====== Rows

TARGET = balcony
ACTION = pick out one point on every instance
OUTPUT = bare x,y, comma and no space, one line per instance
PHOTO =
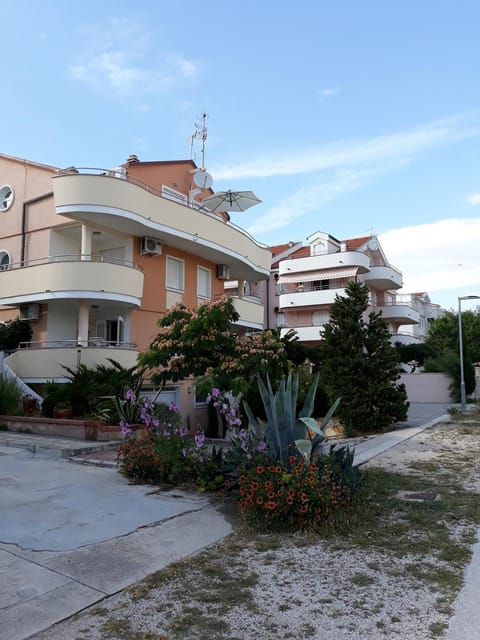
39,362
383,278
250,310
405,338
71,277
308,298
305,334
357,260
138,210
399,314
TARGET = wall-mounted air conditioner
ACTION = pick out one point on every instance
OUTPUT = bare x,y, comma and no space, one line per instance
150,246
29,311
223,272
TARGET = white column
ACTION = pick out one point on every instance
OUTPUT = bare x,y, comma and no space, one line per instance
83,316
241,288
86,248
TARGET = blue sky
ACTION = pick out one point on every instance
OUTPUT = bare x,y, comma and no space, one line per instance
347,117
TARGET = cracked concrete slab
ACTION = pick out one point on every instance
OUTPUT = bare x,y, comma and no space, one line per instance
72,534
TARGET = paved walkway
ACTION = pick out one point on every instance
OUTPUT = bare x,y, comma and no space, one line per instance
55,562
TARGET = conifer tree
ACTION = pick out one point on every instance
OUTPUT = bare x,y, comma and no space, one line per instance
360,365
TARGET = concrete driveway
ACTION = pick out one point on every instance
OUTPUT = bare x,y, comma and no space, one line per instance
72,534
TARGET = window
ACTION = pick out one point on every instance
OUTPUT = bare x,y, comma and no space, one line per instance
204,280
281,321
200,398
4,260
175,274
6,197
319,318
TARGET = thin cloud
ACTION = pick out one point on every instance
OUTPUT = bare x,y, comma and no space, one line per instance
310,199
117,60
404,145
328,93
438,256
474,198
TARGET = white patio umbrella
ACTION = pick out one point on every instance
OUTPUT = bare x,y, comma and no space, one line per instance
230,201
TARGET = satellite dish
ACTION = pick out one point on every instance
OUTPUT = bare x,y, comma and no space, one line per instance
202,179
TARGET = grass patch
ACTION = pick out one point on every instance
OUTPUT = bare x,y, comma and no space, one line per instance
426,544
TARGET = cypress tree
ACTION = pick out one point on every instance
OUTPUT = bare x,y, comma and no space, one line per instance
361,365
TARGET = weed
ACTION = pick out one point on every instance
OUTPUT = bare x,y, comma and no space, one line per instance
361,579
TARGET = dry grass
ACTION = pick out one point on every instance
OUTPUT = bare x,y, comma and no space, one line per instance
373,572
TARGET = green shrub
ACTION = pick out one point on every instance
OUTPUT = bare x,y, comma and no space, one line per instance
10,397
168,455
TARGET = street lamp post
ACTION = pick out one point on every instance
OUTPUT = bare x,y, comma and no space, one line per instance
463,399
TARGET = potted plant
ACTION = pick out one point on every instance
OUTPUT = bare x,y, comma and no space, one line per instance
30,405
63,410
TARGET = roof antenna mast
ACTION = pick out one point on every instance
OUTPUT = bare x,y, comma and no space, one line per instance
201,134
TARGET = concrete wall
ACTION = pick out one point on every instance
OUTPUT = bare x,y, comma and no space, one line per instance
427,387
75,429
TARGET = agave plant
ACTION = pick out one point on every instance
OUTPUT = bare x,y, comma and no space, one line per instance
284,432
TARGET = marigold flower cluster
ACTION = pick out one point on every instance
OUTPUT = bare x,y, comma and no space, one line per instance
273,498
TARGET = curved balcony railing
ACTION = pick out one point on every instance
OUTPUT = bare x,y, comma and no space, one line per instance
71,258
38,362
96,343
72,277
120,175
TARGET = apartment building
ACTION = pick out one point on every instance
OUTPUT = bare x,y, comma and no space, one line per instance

============

Given instruction
Please put the items into a Markdown table with columns "Row" and "Line", starting at the line that contains "TARGET = apartment building" and running through the end of the items. Number each line in the "Row" column and leave out blank lines.

Problem solution
| Row | Line |
|---|---|
| 1 | TARGET = apartment building |
| 2 | ACTION = pick out one point on every instance |
| 3 | OUTPUT = bare x,y, comma and no space, one line per instance |